> Brief 1
In the Norman Bates article, what was Ed Gein's hometown?
> Brief 2
Please duplicate the stretch of the Norman Bates article from "Norman Bates From" through "a real person.".
> Brief 3
Condense the paragraph of the Norman Bates article that begins "At the time of the killings" into a shorter version that keeps its main facts.

Norman Bates From Psycho Was A Real Person


Did you love the movie, Psycho?  Did you know it was based on a book, and that the book was based on a real person?  Oh Mother.....time for a little history lesson.


Psycho Norman Bates Alfred Hitchcock's murderous motel proprietor is scary enough, but he's
perhaps more frightening when you learn that the Psycho character was based on a real person.

The real Psycho, Ed Gein
The real person was Ed Gein who was convicted of killing two women in the 1950s and was suspected of many more murders around his hometown of Plainfield, Wisconsin.


At the time of the killings, authorities also discovered a collection of human skulls along with furniture and clothing, including a suit, made from human body parts and skin at Gein’s farmhouse.  Gein told police he had dug up the graves of recently buried women who reminded him of his mother.


Robert Bloch, who wrote the novel Psycho, co-opted many of Gein's strange obsessions for Bates, including his morbid shrine to his overbearing dead mother.


Like Bates, Gein came across as polite and almost normal, prompting the head nurse of the mental hospital where he was held to reportedly say, "If all our patients were like him, we'd have no trouble at all." Makes this already scary story a bit more frightening.

(Records from a collection)
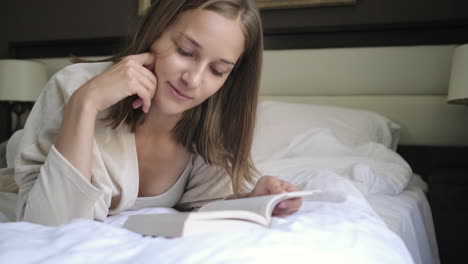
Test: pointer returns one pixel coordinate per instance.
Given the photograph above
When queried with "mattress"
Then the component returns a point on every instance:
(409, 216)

--

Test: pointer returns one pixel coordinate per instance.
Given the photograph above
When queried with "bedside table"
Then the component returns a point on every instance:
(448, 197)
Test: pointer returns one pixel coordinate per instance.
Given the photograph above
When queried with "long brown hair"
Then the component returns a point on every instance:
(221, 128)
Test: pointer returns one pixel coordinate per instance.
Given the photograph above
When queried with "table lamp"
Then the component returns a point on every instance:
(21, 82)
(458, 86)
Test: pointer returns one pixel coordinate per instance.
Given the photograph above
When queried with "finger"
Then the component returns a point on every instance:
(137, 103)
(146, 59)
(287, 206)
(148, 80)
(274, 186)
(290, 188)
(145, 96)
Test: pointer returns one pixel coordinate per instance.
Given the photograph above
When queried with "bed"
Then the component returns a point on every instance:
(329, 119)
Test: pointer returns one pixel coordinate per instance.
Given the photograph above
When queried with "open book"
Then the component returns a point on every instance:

> Problem solution 1
Plainfield, Wisconsin.

> Problem solution 2
Norman Bates From Psycho Was A Real Person


Did you love the movie, Psycho?  Did you know it was based on a book, and that the book was based on a real person?  Oh Mother.....time for a little history lesson.


Psycho Norman Bates Alfred Hitchcock's murderous motel proprietor is scary enough, but he's
perhaps more frightening when you learn that the Psycho character was based on a real person.

> Problem solution 3
Authorities found human skulls and furniture and clothing, including a suit, made from human body parts and skin at Gein's farmhouse. Gein told police he had dug up the graves of recently buried women who reminded him of his mother.